TASK PROMPT: Retype every entry word for word.

** Start of DATASET **

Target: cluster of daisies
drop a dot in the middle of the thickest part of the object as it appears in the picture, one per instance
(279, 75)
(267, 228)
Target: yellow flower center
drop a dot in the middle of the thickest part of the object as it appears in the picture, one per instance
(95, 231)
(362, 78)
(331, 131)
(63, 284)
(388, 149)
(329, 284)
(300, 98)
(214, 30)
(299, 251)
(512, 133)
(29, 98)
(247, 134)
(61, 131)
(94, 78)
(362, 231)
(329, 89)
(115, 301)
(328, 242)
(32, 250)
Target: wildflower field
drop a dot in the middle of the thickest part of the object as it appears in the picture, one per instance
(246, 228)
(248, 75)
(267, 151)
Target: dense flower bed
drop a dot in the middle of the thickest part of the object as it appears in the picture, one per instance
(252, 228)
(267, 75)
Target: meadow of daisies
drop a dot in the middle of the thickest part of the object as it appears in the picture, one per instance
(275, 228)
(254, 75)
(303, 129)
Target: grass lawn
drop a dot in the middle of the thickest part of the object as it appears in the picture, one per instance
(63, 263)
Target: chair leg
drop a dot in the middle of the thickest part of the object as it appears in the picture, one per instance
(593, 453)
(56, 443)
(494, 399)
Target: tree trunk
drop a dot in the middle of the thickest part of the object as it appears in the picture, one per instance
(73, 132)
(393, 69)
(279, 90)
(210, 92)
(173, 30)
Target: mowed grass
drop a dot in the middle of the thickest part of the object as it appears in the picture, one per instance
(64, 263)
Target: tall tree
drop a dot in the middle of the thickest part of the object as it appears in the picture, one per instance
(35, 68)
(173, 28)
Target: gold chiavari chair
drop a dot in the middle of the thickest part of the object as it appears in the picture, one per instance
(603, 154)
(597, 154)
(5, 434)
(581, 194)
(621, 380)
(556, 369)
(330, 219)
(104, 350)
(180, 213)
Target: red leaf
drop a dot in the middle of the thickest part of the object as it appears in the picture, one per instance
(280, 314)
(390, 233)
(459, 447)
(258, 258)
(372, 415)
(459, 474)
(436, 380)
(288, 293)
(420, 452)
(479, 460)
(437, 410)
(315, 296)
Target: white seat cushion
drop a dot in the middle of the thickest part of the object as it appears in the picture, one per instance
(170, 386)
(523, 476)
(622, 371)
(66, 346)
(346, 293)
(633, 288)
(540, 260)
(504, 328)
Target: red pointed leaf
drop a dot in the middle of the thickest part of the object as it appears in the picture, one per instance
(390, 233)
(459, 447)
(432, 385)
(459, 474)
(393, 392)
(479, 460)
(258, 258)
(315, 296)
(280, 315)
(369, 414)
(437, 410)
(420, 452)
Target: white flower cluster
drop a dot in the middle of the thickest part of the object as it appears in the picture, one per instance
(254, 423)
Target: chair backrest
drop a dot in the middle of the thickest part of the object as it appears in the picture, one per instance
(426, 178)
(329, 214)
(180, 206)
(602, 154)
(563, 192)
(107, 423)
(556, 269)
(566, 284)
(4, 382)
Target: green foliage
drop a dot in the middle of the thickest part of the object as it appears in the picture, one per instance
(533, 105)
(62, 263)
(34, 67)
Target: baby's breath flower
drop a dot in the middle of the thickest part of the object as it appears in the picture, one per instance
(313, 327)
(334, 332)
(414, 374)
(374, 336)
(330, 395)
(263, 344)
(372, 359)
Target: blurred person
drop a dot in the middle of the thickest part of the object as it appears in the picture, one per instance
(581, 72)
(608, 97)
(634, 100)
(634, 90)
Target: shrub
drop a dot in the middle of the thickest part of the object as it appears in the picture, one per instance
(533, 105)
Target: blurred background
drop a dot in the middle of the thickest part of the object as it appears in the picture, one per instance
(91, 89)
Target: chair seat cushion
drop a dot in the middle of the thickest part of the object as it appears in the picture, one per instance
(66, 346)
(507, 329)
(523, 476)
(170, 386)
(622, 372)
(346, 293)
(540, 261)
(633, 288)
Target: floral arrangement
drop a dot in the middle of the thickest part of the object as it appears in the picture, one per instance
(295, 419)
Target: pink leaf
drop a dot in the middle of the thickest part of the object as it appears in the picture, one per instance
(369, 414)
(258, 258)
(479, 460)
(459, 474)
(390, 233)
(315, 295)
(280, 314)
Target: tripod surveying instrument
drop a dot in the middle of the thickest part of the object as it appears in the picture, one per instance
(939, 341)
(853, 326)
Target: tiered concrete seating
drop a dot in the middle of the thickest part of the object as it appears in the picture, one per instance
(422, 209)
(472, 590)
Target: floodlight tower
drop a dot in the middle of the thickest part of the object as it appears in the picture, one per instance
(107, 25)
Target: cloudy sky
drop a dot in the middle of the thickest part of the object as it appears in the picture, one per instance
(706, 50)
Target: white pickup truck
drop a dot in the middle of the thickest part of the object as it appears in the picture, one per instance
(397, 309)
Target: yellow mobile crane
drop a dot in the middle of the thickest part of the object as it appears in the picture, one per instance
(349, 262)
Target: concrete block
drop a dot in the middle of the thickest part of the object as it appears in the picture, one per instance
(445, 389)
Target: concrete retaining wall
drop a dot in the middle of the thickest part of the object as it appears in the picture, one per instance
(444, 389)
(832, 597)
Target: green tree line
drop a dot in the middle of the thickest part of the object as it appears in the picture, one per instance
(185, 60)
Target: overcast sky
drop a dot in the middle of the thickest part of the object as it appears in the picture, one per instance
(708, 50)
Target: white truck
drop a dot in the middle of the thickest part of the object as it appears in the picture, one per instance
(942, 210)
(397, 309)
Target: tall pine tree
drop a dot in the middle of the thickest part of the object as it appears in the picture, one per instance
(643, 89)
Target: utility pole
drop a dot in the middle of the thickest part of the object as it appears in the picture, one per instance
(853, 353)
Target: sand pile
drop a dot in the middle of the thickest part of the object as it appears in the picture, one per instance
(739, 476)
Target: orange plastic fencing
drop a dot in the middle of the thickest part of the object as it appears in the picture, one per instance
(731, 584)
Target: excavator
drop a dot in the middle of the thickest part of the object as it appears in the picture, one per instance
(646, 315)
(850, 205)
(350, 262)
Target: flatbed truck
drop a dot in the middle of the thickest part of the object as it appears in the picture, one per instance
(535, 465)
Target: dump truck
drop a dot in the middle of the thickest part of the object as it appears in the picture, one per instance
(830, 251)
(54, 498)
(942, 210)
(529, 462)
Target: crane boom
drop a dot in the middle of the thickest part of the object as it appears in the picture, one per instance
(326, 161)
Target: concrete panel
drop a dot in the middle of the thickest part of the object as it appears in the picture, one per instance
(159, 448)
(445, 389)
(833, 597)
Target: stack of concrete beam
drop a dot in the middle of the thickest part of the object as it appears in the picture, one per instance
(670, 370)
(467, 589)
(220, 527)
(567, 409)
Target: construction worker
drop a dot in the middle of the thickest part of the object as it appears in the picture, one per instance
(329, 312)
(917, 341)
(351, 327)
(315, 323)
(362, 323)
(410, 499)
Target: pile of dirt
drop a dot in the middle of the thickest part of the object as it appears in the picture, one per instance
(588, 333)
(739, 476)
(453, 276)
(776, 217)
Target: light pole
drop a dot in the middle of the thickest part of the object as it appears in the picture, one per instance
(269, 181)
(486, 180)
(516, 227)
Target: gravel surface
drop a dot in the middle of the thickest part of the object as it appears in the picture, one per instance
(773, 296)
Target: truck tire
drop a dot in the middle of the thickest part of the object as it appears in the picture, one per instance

** End of DATASET **

FINAL ANSWER:
Target: cluster of daisies
drop a dot in the middle of the thickest part of the object as it appears in the picture, one per instance
(279, 75)
(267, 228)
Target: yellow flower center
drop a dot in the middle of the thickest part of the object as it appears in the picture, one per instance
(95, 231)
(362, 78)
(331, 131)
(63, 284)
(388, 149)
(329, 284)
(300, 98)
(214, 30)
(299, 251)
(512, 133)
(29, 98)
(247, 134)
(61, 131)
(94, 78)
(362, 231)
(329, 89)
(115, 301)
(328, 242)
(32, 250)
Target: wildflower field
drop a dot in the middle of the thickest part of the object as it appears in the picture, one per instance
(246, 228)
(248, 75)
(267, 151)
Target: dense flower bed
drop a dot in the middle of the thickest part of the object as it appears in the picture, one per instance
(252, 228)
(267, 75)
Target: meadow of daisies
drop a dot in the middle of the thickest part of the object as it appears in the picture, one per instance
(275, 228)
(254, 75)
(303, 129)
Target: grass lawn
drop a dot in the middle of the thickest part of the object as it appears in the picture, one per instance
(63, 263)
Target: chair leg
drop a dot in the middle of the thickest part of the object as it appears in the picture, one per instance
(593, 453)
(56, 443)
(494, 399)
Target: tree trunk
drop a dot in the middle of the thickest part of the object as it appears in the picture, one per instance
(73, 132)
(393, 69)
(279, 90)
(210, 92)
(173, 30)
Target: mowed grass
drop a dot in the middle of the thickest part of the object as it appears in the picture, one per instance
(64, 263)
Target: tall tree
drop a dot in the middle of the thickest part of the object as it appears in the picture, one per instance
(35, 68)
(173, 28)
Target: gold chiavari chair
drop a dot in the middle of the thickest part of the object as it appears in the picture, one per instance
(603, 154)
(597, 154)
(5, 434)
(581, 194)
(621, 380)
(556, 369)
(330, 219)
(104, 350)
(180, 213)
Target: red leaf
drop a dot in the middle of the thickest part of the object as it appears in the picture, one per instance
(280, 314)
(390, 233)
(459, 447)
(258, 258)
(372, 415)
(459, 474)
(436, 380)
(288, 293)
(420, 452)
(479, 460)
(437, 410)
(315, 296)
Target: white seat cushion
drop a dot in the middle of the thickest part of the object as it appears in the picture, one per instance
(170, 386)
(523, 476)
(622, 371)
(66, 346)
(346, 293)
(633, 288)
(540, 260)
(504, 328)
Target: red pointed leaf
drop a dot in the middle of the thickest part of the object as it appears in the picture, one per instance
(390, 233)
(459, 447)
(432, 385)
(459, 474)
(393, 392)
(479, 460)
(258, 258)
(315, 296)
(280, 315)
(369, 414)
(437, 410)
(420, 452)
Target: white flower cluster
drop a dot in the middle of the thickest part of the object as it appears in the picture, one per instance
(254, 423)
Target: chair backrest
drop a dot in the middle of the thickest part of the object as it appears in the picture, one per instance
(426, 178)
(329, 214)
(180, 206)
(602, 154)
(563, 192)
(107, 423)
(556, 269)
(566, 284)
(4, 382)
Target: green foliage
drop a dot in the middle of the thickest part of the object as it appears in the picture, one per instance
(533, 105)
(62, 263)
(34, 67)
Target: baby's breath flower
drop a dot in the middle of the thickest part of the object as it appears in the picture, one per instance
(313, 327)
(334, 332)
(414, 374)
(374, 336)
(330, 395)
(263, 344)
(372, 359)
Target: blurred person
drop a dot in the middle of the thickest part of the object as it appears in the picture, one per instance
(581, 72)
(608, 97)
(634, 100)
(634, 90)
Target: shrub
drop a dot in the middle of the thickest part of the object as it appears in the picture, one per instance
(533, 105)
Target: blurred background
drop a dot in the middle of the thickest part of the object as it appears in the picture, one per instance
(91, 89)
Target: chair seat cushion
drop a dot in the middle of the thickest part of the object as it appears in the picture, one per instance
(66, 346)
(507, 329)
(523, 476)
(170, 386)
(622, 372)
(346, 293)
(540, 261)
(633, 288)
Target: floral arrangement
drop a dot in the middle of the thickest part of the object as it appears in the picture, one per instance
(295, 419)
Target: pink leaf
drop a dot in the middle of the thickest part of the object as it appears in the picture, one per instance
(369, 414)
(258, 258)
(479, 460)
(459, 474)
(390, 233)
(315, 295)
(280, 314)
Target: tripod surveying instrument
drop a dot in the middle of the thickest part of the object as it appears in the picture, one per instance
(939, 341)
(853, 326)
Target: tiered concrete seating
drop a dot in the middle of the thickest part of the object as it appears in the picture, one per instance
(422, 209)
(472, 590)
Target: floodlight tower
drop a dot in the middle of the thickest part of the object as it appears in the picture, one per instance
(107, 25)
Target: cloudy sky
drop a dot in the middle of the thickest part of the object as it appears in the picture, one per instance
(706, 50)
Target: white pickup truck
drop a dot in the middle of the thickest part of the object as it appears in the picture, one per instance
(397, 309)
Target: yellow mobile crane
drop a dot in the middle of the thickest part of the object as it appears in the picture, one per instance
(349, 262)
Target: concrete block
drop a dot in the middle of the thickest part of the object as it appears in the picture, one per instance
(445, 389)
Target: concrete retaining wall
drop a dot in the middle of the thickest part of the object as it appears in the picture, one per instance
(444, 389)
(832, 597)
Target: green tree line
drop a dot in the middle of the thickest part of the object as it appears in the picture, one per instance
(185, 60)
Target: overcast sky
drop a dot in the middle of the thickest part of the object as it appears in the picture, one per instance
(708, 50)
Target: white truck
drop a dot in the middle of the thickest part of the object as it appears in the picture, one per instance
(942, 210)
(397, 309)
Target: tall pine tree
drop a dot in the middle of the thickest part of the object as it appears in the picture, one per instance
(643, 89)
Target: utility pole
drop a dot in the middle of the thickest part of the object as it appears in the picture, one per instance
(853, 353)
Target: sand pile
drop a dot in the middle of the thickest part of the object as it appears in the picture, one per instance
(739, 476)
Target: orange plastic fencing
drop a dot in the middle of the thickest part of the object as it appears in the picture, one per instance
(731, 584)
Target: excavator
drop a dot in the middle of the thickest part of the object as it appears in the picture, one per instance
(646, 315)
(850, 205)
(350, 262)
Target: flatbed truck
drop a dot in the middle of the thickest part of the object as it appears in the picture, one per instance
(535, 465)
Target: dump truck
drop a dot in the middle of the thickest part of the object as it appears in the picture, one per instance
(830, 251)
(54, 498)
(942, 210)
(529, 462)
Target: crane boom
drop a dot in the middle of the thickest part of the object as it appears in the picture, one per instance
(326, 161)
Target: concrete panel
drop a dot in the middle of the thickest part of the object as it appears in the picture, one per instance
(159, 448)
(445, 389)
(833, 597)
Target: stack of concrete beam
drop a dot in the middle of the thickest part of the object as it appears in the picture, one per instance
(670, 370)
(467, 589)
(220, 527)
(567, 409)
Target: construction worker
drop a dot in the middle of the thickest part of the object as it appears in the picture, one per instance
(329, 312)
(917, 341)
(351, 327)
(315, 323)
(362, 323)
(410, 499)
Target: pile of dirt
drop a dot in the middle of the thickest part of the object as it appears in the picture, one per instance
(588, 333)
(739, 476)
(453, 276)
(776, 217)
Target: light pole
drop a dot in the middle of the thickest part of the object as it appears in the picture, one per instance
(269, 181)
(486, 180)
(516, 227)
Target: gravel surface
drop a dot in the middle of the thickest part of the object as it appears in the picture, one per instance
(773, 296)
Target: truck tire
drop a dot in the middle of the thickest part of the object as it appears in the picture, one per instance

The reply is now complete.